### TEXT BLOCK
Since I am not arguing that progressives should start pushing less hard for gay rights, abortion rights and a secular society, my “retreat” point is to abandon the courts as a tool for promoting liberal social values. The reason is that courts uniquely alienate social conservatives. This is partly because of the sheer anti-democratic nature of court action, which frustrates them and leaves them feeling powerless, a recipe for encouraging conspiracy theories and populist agitation. But in court judgments, religious conservatives don’t just lose on policy — which the religious moderates could accept in a democracy — but are told that their religious motives are illegitimate…

This claim is compelling, and is very widespread in the literature on law and courts. In my view, there are only two flaws in the argument: there’s no theory and there’s no evidence. On the first point, I don’t think the various theoretical reasons advanced for the countermobilization thesis (that the public shares Alexander Bickel’s democratic theories, that the public cares about the quality legal reasoning of judicial opinions, that legal discourse can’t accommodate compromise) are very persuasive, and in the second case the claim is clearly wrong. This would be a long discussion, however, and at any rate the proof of the pudding is in the eating, so let’s talk about the empirical evidence. It should be noted, first of all, that the evidence adduced by Newman is not evidence for his thesis that the courts have a unique ability to generate opposition. The implication of the claim is the if legislatures were to pass a gay marriage law, it would generate less opposition; however, there isn’t any case of this happening, so the question is open. In addition, I could come up with countervailing anecdotes: for example, the broad anti-gay amendment passed in Colorado that was struck down in Romer v. Evans was the result of a backlash against ordinances passed by democratically elected city councils, or consider the backlash generated by Clinton’s attempts to integrate gays in the military.

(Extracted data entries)
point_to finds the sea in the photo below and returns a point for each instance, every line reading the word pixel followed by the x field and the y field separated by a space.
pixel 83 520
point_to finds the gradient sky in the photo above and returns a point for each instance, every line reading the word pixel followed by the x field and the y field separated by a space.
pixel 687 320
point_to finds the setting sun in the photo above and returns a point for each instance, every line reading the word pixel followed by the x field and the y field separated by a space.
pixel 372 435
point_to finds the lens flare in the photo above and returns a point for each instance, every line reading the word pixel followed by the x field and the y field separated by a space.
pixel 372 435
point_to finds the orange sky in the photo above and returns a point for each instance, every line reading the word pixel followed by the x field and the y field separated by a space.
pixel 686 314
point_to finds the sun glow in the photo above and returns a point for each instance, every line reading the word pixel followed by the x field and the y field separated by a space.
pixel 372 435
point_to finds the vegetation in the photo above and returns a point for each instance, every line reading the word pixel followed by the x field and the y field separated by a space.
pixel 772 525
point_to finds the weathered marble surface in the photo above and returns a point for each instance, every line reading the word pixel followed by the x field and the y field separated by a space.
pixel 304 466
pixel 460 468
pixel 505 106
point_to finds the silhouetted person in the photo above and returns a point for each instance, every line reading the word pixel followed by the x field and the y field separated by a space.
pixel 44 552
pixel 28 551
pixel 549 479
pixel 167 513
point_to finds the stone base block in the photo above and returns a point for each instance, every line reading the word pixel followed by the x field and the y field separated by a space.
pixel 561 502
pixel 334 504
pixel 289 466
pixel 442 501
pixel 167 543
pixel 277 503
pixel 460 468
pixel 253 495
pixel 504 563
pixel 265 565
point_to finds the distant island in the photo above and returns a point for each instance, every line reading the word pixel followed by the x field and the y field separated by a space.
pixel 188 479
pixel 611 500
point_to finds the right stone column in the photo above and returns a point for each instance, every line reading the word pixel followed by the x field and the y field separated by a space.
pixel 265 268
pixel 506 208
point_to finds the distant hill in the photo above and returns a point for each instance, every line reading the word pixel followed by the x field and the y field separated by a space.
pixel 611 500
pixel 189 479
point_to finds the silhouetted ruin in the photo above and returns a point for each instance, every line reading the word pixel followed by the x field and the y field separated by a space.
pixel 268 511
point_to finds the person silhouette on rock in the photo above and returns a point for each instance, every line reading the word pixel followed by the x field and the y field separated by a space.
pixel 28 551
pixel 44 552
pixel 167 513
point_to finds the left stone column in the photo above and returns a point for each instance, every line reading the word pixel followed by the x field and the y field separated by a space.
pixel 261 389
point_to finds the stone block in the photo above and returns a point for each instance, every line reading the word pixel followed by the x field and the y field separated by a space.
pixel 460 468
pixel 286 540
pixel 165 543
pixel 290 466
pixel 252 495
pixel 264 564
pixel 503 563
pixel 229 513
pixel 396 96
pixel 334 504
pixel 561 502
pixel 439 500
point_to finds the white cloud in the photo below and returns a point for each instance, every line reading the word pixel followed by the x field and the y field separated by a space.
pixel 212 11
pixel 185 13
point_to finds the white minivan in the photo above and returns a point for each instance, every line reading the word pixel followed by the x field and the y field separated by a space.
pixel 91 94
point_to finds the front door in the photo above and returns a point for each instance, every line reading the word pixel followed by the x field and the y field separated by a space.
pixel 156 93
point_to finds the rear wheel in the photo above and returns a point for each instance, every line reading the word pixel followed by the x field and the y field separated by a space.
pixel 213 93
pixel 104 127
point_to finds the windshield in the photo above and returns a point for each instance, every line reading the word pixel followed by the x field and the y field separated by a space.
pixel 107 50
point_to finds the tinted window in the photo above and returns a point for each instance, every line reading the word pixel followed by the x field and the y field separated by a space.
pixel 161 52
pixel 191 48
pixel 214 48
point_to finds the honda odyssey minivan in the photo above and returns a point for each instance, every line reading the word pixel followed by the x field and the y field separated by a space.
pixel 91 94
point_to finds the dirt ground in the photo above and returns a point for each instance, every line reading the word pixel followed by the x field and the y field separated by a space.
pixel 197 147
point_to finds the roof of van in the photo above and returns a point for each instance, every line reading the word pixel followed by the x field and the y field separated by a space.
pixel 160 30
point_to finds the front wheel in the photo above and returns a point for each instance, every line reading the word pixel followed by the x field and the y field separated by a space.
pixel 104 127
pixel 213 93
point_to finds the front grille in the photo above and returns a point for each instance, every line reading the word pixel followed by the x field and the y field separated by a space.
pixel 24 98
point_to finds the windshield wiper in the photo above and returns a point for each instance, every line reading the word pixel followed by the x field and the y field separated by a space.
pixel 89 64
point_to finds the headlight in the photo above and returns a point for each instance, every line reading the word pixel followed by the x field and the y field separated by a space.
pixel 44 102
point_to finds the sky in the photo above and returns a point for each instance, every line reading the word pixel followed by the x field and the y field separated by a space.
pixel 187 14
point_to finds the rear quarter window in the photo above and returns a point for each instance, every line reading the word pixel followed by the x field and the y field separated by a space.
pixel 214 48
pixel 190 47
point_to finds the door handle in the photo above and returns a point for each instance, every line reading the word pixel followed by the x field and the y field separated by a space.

### SHORT EXERCISE
Render this sentence from the passage on courts and social conservatives in Spanish: "The reason is that courts uniquely alienate social conservatives."

### REPLY
La razón es que los tribunales alienan de manera singular a los conservadores sociales.